[Task prompt]: Only the lines from the line containing "If you could spot the oven" to the end of the entries, both included, belong in your answer, and each must match exactly.

Available data Block Start

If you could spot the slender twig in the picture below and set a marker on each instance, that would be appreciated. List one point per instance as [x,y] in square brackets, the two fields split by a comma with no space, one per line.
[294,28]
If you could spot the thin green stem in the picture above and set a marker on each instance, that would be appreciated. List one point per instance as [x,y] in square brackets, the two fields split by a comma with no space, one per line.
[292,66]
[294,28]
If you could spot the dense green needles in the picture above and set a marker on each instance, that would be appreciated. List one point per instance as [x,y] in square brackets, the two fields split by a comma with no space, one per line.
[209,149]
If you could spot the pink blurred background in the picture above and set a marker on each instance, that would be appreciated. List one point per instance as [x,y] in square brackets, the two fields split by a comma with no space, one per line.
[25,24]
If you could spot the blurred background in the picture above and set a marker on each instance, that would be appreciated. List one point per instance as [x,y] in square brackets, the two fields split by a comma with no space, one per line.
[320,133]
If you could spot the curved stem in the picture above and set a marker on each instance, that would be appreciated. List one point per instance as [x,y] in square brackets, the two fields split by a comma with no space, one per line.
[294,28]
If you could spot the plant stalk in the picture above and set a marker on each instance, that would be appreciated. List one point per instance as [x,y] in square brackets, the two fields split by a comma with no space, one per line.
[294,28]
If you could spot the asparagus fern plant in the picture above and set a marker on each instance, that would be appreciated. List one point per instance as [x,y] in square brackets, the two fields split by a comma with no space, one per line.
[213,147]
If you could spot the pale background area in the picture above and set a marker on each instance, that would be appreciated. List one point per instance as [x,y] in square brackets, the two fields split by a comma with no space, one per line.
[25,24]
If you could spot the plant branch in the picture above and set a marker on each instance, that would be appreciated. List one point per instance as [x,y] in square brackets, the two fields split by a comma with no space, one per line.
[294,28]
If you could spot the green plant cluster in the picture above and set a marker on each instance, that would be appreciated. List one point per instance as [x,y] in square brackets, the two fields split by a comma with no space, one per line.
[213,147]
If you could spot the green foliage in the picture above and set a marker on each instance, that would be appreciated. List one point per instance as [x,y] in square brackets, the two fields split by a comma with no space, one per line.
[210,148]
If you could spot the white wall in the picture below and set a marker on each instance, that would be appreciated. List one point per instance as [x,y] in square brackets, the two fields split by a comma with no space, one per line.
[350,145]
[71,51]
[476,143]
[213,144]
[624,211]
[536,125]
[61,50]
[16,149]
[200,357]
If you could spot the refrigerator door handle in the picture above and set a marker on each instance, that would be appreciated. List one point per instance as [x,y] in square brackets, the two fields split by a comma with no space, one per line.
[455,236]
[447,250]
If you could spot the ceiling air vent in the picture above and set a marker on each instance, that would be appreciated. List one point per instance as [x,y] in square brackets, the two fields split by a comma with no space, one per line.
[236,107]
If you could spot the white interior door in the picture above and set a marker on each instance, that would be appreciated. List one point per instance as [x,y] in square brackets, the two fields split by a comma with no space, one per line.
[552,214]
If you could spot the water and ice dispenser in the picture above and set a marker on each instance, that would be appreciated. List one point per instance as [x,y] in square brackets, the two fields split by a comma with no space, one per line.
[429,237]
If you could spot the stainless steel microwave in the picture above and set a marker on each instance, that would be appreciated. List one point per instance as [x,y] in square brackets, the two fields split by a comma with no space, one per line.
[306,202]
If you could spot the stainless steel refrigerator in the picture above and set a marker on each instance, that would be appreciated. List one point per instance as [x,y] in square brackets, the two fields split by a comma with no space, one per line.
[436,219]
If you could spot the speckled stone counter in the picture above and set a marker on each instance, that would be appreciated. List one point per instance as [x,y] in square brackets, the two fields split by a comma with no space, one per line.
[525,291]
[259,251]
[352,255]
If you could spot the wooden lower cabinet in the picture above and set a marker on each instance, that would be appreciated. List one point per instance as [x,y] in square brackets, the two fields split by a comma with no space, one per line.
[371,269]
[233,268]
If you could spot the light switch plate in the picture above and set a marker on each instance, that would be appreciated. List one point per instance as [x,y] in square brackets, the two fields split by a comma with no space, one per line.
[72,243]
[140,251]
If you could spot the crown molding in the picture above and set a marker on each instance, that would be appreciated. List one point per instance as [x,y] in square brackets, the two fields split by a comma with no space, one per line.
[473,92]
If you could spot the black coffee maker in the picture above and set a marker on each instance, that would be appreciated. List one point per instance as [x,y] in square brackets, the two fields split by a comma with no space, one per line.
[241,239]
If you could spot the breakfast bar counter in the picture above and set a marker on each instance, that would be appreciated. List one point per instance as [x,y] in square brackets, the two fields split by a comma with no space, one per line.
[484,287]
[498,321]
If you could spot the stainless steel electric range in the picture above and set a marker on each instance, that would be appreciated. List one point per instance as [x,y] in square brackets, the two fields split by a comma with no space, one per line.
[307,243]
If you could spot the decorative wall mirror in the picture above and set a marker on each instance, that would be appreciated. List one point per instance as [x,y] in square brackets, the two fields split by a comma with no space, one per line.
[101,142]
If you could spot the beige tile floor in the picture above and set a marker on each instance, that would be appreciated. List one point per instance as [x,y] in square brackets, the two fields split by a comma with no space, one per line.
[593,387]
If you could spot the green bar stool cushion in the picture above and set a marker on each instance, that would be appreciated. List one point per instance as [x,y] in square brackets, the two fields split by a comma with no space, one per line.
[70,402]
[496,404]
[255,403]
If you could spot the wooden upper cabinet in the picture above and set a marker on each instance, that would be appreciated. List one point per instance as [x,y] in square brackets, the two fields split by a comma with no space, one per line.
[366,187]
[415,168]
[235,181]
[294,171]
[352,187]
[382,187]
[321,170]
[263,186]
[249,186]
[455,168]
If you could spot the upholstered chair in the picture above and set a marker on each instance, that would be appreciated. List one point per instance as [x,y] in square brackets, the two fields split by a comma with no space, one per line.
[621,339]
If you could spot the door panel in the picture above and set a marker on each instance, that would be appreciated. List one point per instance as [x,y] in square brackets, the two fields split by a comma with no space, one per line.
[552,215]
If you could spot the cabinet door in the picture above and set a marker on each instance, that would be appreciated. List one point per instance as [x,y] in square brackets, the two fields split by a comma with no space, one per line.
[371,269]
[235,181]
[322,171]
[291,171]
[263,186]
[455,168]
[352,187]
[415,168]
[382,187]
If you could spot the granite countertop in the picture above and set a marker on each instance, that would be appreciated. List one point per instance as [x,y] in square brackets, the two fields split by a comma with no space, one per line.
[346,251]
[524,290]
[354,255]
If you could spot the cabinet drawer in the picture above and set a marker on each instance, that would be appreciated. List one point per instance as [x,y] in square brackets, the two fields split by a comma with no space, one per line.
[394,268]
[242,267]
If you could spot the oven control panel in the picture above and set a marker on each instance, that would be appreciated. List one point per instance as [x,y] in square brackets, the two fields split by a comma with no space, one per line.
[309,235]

Available data Block End

[Worked solution]:
If you could spot the oven control panel in the picture above and set a marker on each instance, that would be appreciated. List one point per instance as [x,y] in square brackets, the two fields split by a comma with no space, one per line.
[309,235]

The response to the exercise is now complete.